━━━ PROVIDED RECORDS
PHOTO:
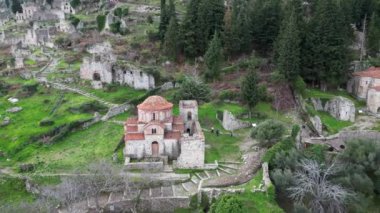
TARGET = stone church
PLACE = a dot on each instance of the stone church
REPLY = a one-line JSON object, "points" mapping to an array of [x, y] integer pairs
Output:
{"points": [[365, 85], [158, 134]]}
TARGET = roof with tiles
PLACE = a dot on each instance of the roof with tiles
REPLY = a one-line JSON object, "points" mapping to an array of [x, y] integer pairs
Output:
{"points": [[155, 103], [372, 72], [134, 136]]}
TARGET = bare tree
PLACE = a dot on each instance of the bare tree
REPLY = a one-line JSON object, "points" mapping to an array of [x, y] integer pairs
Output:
{"points": [[313, 187]]}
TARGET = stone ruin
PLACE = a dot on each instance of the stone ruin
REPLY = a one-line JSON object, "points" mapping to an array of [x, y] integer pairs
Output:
{"points": [[339, 107], [103, 68]]}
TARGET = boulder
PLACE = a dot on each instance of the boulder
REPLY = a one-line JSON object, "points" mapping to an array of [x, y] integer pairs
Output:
{"points": [[317, 123], [14, 109], [317, 104], [231, 123], [341, 108]]}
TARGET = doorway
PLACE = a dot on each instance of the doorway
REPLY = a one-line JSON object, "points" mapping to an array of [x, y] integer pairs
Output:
{"points": [[155, 149]]}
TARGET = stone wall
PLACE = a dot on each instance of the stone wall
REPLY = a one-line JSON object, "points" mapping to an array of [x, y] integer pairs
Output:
{"points": [[341, 108], [231, 123]]}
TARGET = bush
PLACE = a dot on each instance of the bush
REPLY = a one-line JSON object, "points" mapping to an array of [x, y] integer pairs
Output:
{"points": [[227, 204], [268, 132], [101, 21], [46, 122], [299, 85]]}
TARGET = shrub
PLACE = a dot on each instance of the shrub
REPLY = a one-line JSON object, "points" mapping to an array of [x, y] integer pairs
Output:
{"points": [[101, 21], [268, 132], [227, 204], [299, 85], [46, 122]]}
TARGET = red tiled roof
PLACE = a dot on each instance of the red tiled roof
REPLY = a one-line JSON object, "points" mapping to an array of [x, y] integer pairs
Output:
{"points": [[134, 136], [178, 127], [172, 135], [377, 88], [177, 119], [372, 72], [133, 120], [155, 103]]}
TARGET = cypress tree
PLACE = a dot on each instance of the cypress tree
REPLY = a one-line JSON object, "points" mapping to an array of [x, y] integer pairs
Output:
{"points": [[190, 29], [213, 58], [210, 20], [16, 6], [288, 49], [171, 45], [373, 37]]}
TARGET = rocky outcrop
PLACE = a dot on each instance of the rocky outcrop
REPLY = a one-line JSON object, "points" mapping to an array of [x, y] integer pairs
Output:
{"points": [[231, 123], [317, 123], [341, 108]]}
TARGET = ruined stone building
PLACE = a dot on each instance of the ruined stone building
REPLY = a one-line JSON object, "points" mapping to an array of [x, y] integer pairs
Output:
{"points": [[102, 68], [158, 134], [365, 85]]}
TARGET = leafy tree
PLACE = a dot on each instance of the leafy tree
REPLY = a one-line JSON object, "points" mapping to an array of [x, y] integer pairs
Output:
{"points": [[101, 21], [313, 186], [191, 30], [192, 88], [250, 91], [172, 42], [373, 40], [16, 6], [213, 58], [288, 48], [268, 132], [75, 3], [209, 21], [227, 204]]}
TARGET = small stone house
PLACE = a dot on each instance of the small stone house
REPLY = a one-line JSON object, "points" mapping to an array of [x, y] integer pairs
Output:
{"points": [[365, 85], [157, 134]]}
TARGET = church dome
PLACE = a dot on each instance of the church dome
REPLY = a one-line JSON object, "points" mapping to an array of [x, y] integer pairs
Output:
{"points": [[154, 103]]}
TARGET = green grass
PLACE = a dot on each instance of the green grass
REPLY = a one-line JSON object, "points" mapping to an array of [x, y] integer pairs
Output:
{"points": [[25, 124], [332, 125], [77, 149], [119, 94], [13, 191], [222, 147], [30, 62]]}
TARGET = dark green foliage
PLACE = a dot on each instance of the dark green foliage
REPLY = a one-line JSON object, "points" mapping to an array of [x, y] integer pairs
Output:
{"points": [[16, 6], [266, 20], [75, 3], [101, 22], [325, 50], [209, 21], [288, 48], [171, 44], [190, 29], [373, 40], [268, 132], [193, 88], [121, 12], [213, 59], [227, 204], [250, 91], [46, 122]]}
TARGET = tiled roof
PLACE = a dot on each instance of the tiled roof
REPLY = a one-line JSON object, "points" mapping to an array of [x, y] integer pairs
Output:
{"points": [[155, 103], [172, 135], [372, 72], [134, 136], [377, 88]]}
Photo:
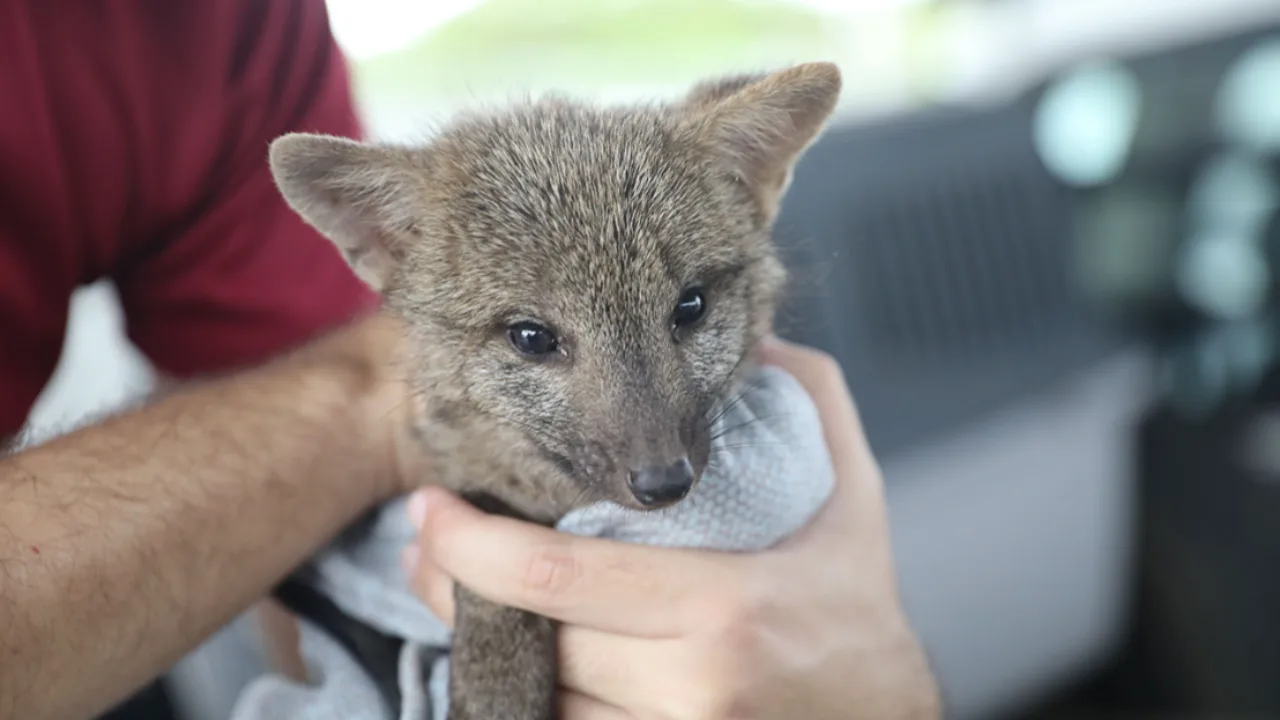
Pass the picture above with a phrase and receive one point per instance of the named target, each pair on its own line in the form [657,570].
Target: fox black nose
[662,484]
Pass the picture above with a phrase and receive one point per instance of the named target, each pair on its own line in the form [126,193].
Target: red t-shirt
[133,140]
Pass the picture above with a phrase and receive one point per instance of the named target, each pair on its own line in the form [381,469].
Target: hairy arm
[124,545]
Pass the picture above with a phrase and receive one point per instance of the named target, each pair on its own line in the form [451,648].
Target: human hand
[812,628]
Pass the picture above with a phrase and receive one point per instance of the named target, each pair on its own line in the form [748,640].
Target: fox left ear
[362,197]
[760,124]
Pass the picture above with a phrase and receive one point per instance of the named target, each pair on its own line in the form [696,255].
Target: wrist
[360,369]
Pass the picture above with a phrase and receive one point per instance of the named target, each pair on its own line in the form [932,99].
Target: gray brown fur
[590,220]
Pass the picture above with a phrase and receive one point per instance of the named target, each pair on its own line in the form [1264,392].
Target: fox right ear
[362,197]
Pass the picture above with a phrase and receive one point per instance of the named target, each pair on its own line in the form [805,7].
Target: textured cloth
[769,475]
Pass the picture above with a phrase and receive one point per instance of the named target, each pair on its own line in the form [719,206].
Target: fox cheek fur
[584,286]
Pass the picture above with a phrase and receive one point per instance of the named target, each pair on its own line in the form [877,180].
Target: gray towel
[772,473]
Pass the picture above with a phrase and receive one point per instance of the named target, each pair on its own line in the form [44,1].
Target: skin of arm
[128,542]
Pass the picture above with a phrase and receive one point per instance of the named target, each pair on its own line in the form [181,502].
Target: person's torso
[110,119]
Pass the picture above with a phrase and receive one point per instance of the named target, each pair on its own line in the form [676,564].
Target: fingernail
[417,509]
[408,560]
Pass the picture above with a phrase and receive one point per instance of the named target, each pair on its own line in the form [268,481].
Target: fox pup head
[589,279]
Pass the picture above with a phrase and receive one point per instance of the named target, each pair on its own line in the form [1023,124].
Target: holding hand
[810,629]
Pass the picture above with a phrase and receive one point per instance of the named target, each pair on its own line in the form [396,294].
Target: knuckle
[551,572]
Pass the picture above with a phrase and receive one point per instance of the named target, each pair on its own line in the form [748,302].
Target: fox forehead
[556,204]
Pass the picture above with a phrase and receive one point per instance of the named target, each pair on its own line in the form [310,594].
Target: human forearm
[126,543]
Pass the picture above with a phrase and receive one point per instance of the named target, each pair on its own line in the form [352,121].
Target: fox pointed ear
[760,124]
[366,199]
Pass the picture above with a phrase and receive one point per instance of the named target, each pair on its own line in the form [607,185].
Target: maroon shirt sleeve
[238,277]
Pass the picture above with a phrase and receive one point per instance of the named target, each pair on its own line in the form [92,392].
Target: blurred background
[1042,238]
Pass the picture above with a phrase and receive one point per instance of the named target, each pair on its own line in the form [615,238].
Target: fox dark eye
[533,340]
[689,309]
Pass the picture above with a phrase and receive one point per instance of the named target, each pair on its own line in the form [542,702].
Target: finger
[430,584]
[576,706]
[604,584]
[606,666]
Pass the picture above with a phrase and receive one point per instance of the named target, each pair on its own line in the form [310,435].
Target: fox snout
[662,484]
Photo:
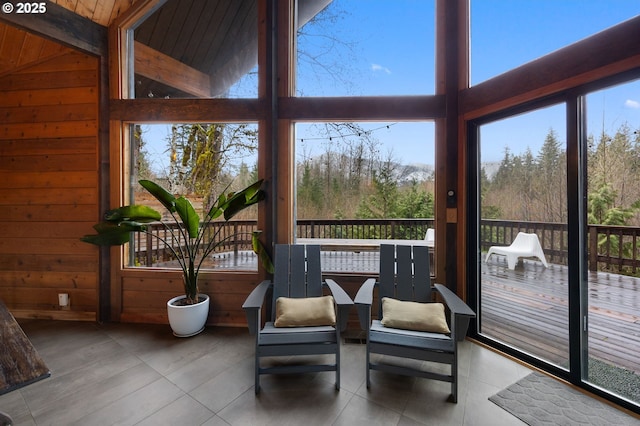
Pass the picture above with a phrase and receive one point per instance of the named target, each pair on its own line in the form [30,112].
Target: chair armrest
[461,313]
[253,304]
[364,299]
[343,301]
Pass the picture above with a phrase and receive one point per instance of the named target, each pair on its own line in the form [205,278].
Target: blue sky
[387,48]
[504,34]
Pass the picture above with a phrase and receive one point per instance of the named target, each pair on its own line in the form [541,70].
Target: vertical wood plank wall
[49,187]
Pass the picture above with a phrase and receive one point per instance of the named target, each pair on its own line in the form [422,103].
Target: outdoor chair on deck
[410,324]
[303,321]
[524,245]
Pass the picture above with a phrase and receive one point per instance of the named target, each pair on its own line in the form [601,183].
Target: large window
[361,181]
[507,34]
[199,161]
[366,48]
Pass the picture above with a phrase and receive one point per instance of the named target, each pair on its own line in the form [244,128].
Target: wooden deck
[528,309]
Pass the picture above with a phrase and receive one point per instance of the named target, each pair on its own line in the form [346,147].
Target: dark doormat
[541,400]
[20,364]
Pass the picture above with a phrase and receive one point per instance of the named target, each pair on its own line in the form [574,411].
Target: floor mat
[20,364]
[541,400]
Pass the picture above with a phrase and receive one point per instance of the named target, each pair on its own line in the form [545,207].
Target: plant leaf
[165,197]
[134,213]
[243,199]
[189,216]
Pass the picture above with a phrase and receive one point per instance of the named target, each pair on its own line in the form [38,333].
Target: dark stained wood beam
[363,108]
[164,69]
[615,50]
[187,110]
[63,26]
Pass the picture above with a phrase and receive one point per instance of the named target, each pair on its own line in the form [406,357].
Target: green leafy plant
[119,223]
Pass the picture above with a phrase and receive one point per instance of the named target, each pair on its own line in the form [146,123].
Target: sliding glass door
[567,176]
[613,238]
[523,277]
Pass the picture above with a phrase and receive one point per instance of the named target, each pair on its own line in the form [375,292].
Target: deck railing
[617,248]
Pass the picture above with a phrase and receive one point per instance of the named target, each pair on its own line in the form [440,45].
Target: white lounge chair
[524,245]
[430,237]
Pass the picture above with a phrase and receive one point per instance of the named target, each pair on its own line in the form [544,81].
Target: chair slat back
[297,272]
[404,273]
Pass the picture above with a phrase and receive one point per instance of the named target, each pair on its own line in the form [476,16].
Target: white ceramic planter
[188,320]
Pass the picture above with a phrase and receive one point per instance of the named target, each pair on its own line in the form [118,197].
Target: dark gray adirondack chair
[297,274]
[405,275]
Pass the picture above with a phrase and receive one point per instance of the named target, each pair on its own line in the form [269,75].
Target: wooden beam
[604,54]
[63,26]
[363,108]
[187,110]
[164,69]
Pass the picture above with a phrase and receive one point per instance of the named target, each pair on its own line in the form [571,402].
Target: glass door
[613,241]
[523,282]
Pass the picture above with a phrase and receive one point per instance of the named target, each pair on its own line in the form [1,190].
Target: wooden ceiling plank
[179,25]
[102,12]
[119,7]
[208,37]
[204,22]
[64,26]
[32,49]
[164,69]
[230,28]
[87,9]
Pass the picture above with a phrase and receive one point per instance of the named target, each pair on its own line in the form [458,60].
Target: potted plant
[199,242]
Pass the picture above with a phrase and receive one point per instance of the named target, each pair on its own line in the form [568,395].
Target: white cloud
[376,67]
[632,104]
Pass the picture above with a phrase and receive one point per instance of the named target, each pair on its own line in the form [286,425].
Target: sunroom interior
[78,79]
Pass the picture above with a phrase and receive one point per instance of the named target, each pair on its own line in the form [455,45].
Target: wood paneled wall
[49,187]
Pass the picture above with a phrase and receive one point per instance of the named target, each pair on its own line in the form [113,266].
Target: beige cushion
[414,316]
[301,312]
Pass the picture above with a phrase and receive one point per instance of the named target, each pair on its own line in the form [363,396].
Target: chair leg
[257,375]
[368,365]
[338,368]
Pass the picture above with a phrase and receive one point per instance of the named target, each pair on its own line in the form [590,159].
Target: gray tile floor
[142,375]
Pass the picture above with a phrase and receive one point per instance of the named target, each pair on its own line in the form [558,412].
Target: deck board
[528,309]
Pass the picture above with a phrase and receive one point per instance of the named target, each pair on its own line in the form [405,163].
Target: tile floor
[142,375]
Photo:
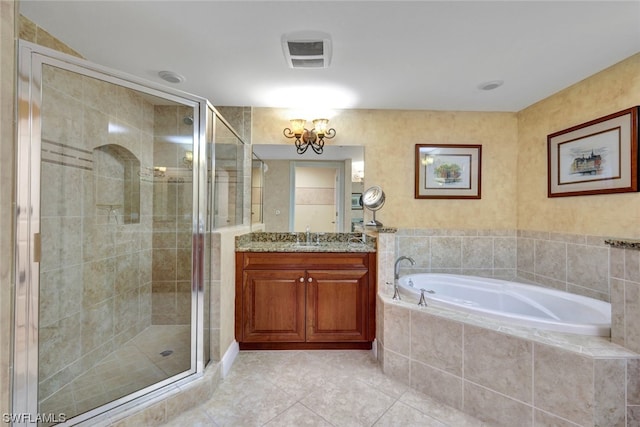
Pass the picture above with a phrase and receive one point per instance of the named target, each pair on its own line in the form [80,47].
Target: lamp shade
[321,125]
[297,126]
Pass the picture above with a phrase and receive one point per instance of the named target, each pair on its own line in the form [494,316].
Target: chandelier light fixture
[313,138]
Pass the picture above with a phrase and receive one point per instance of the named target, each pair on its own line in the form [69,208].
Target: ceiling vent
[307,49]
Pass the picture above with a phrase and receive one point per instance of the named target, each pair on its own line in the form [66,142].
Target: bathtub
[516,303]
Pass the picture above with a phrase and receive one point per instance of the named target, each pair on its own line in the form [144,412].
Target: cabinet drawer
[307,260]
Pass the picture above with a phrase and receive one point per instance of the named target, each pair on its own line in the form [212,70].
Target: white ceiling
[386,54]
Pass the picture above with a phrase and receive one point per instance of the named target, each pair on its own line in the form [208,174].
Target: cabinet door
[273,305]
[337,305]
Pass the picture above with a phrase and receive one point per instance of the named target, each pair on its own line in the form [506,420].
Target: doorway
[317,194]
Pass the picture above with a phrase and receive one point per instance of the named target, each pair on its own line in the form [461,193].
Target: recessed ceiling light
[171,77]
[493,84]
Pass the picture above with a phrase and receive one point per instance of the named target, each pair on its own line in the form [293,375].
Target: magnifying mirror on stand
[373,199]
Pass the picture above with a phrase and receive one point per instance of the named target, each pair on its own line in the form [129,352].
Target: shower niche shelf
[117,180]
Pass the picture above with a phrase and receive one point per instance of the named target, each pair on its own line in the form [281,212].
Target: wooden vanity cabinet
[305,300]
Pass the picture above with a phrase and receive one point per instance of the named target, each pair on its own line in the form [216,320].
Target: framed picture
[355,201]
[597,157]
[448,171]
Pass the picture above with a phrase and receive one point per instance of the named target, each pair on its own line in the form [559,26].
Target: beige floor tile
[317,388]
[348,402]
[406,416]
[298,415]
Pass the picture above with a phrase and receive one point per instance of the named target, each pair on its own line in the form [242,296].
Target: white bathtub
[516,303]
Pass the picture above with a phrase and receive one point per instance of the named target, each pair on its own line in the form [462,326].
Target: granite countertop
[296,242]
[623,243]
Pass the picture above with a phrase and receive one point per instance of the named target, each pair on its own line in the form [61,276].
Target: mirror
[299,190]
[373,199]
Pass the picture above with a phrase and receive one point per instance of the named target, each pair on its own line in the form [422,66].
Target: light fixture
[313,138]
[188,159]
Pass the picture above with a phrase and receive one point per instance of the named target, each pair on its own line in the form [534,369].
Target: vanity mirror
[300,190]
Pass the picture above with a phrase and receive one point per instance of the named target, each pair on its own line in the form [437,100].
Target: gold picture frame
[597,157]
[444,171]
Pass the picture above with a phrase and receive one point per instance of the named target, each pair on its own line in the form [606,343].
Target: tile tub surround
[506,375]
[486,253]
[569,262]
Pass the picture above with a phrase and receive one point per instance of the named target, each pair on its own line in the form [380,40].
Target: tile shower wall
[95,287]
[172,220]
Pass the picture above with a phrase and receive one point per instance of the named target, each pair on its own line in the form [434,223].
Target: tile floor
[316,388]
[131,367]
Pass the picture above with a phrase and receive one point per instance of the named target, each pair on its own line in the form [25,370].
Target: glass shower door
[115,228]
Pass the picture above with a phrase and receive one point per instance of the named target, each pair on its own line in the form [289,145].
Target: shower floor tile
[316,388]
[133,366]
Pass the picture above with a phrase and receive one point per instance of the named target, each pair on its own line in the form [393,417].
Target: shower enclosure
[114,213]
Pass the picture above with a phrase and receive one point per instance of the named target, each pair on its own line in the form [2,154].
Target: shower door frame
[31,59]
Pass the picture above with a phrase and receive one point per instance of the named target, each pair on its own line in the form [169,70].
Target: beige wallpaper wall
[514,165]
[389,138]
[614,89]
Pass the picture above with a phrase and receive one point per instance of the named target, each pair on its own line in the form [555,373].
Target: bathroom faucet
[396,269]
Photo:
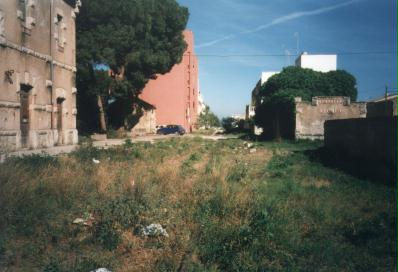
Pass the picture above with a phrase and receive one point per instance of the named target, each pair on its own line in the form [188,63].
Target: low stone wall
[311,116]
[365,139]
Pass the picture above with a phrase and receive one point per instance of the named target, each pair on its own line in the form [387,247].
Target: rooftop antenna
[297,36]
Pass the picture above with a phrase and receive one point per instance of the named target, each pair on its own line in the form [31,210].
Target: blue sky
[270,27]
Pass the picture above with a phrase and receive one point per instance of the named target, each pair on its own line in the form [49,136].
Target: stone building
[311,116]
[173,96]
[37,73]
[383,106]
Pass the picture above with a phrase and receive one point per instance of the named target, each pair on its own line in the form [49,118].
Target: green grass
[225,209]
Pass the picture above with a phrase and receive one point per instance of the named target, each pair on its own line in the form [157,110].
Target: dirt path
[56,150]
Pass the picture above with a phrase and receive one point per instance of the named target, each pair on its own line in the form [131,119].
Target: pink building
[174,95]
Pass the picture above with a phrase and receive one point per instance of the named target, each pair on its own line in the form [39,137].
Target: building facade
[319,63]
[38,71]
[174,96]
[311,116]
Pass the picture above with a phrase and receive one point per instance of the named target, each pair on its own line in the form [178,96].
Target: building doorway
[24,114]
[59,119]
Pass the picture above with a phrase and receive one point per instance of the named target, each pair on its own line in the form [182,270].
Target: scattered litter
[154,230]
[96,161]
[86,220]
[101,270]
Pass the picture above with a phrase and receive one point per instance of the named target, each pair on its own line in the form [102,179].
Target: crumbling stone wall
[311,116]
[370,141]
[37,53]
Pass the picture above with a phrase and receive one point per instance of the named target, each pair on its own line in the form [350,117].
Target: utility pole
[386,101]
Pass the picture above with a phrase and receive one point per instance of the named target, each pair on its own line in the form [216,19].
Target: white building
[266,75]
[319,63]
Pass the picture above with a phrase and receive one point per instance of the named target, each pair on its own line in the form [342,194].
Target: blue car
[171,129]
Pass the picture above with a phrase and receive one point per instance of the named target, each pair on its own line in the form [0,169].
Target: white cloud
[281,20]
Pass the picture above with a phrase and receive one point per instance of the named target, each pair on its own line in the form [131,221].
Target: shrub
[116,215]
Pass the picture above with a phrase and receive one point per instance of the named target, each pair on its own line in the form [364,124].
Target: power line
[284,55]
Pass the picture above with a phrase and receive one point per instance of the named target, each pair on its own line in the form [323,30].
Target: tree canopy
[136,39]
[276,112]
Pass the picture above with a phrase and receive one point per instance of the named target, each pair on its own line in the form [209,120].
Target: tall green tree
[136,39]
[276,113]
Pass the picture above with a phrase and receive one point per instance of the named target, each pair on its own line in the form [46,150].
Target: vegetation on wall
[276,112]
[132,41]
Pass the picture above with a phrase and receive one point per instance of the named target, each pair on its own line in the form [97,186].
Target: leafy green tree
[136,39]
[208,119]
[276,113]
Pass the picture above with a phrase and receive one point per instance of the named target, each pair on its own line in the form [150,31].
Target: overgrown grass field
[225,207]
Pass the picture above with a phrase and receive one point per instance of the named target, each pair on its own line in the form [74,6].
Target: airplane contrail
[280,20]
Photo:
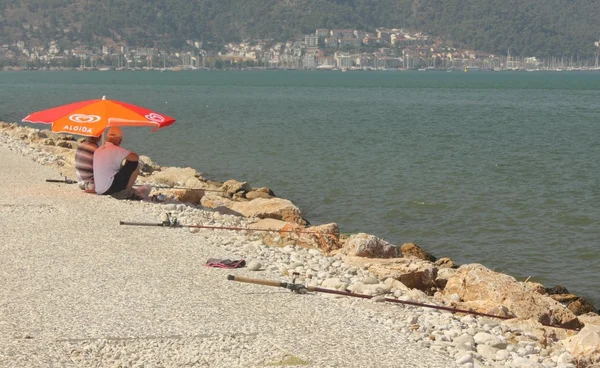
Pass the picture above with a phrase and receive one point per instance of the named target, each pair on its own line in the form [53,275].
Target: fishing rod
[168,187]
[303,289]
[173,222]
[71,181]
[65,181]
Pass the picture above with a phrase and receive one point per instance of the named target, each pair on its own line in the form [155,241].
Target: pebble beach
[79,290]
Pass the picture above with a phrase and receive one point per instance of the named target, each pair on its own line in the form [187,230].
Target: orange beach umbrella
[90,118]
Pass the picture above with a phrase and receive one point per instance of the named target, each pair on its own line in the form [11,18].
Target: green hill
[525,27]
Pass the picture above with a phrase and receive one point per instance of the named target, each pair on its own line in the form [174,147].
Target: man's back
[107,163]
[84,162]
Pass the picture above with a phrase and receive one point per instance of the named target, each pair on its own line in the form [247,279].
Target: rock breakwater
[365,264]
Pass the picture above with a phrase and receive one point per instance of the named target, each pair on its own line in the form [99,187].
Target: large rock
[413,250]
[367,245]
[147,166]
[589,319]
[325,237]
[585,346]
[175,176]
[231,187]
[275,208]
[412,272]
[476,283]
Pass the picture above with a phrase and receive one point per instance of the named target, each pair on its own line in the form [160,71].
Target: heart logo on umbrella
[81,118]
━━━━━━
● CHALLENGE
Reproduce the listing above from the line that contains "the form [150,31]." through its final line, exactly and with nothing added. Omit the images.

● WRITTEN ANSWER
Pass the picture above with a phrase and receive one point per instance of the named target, each pair on its own line in the form [150,31].
Target: overgrown grass field
[225,207]
Pass the picture above with a phrase and receive one point per instance of the named target, each pair on its own line in the form [74,6].
Target: airplane contrail
[280,20]
Photo:
Pass the picture above with a phrase and receive one point per instance of the named target, each pair on its own line in the form [53,275].
Target: fishing rod
[168,187]
[303,289]
[173,222]
[71,181]
[65,181]
Pass the picture above with a phrase and receive one point per instance of the named target, each pair on its own line in the form [155,241].
Target: pebble beach
[79,290]
Pass the picture above with a phrase and receive one point per instance of the named target, each pair on its own line in the form [187,230].
Target: orange beach umbrella
[90,118]
Pass the picture above with a phrase and receive one point per instance of the named target, each pair on its own line in the form [11,18].
Target: green hill
[525,27]
Pass the picture above with a phrase and receive one point per instance of the named target, each pair on its own line in the form [174,147].
Target: man's back
[107,163]
[84,162]
Pass the picture above with a phrase and receive one point per instance of the named target, each pair on its own line in the form [247,279].
Target: rock breakwater
[365,264]
Pass the picture above with a phrase and receive one point per instance of the named target, each pair on its own line in the form [99,187].
Target: large rock
[413,250]
[367,245]
[147,166]
[589,319]
[325,237]
[585,346]
[175,176]
[231,187]
[275,208]
[412,272]
[476,283]
Pass the picture above with a phrase and receive one point per instance of the named target, each pair on its own line in the form [160,71].
Target: heart logo on umbrella
[81,118]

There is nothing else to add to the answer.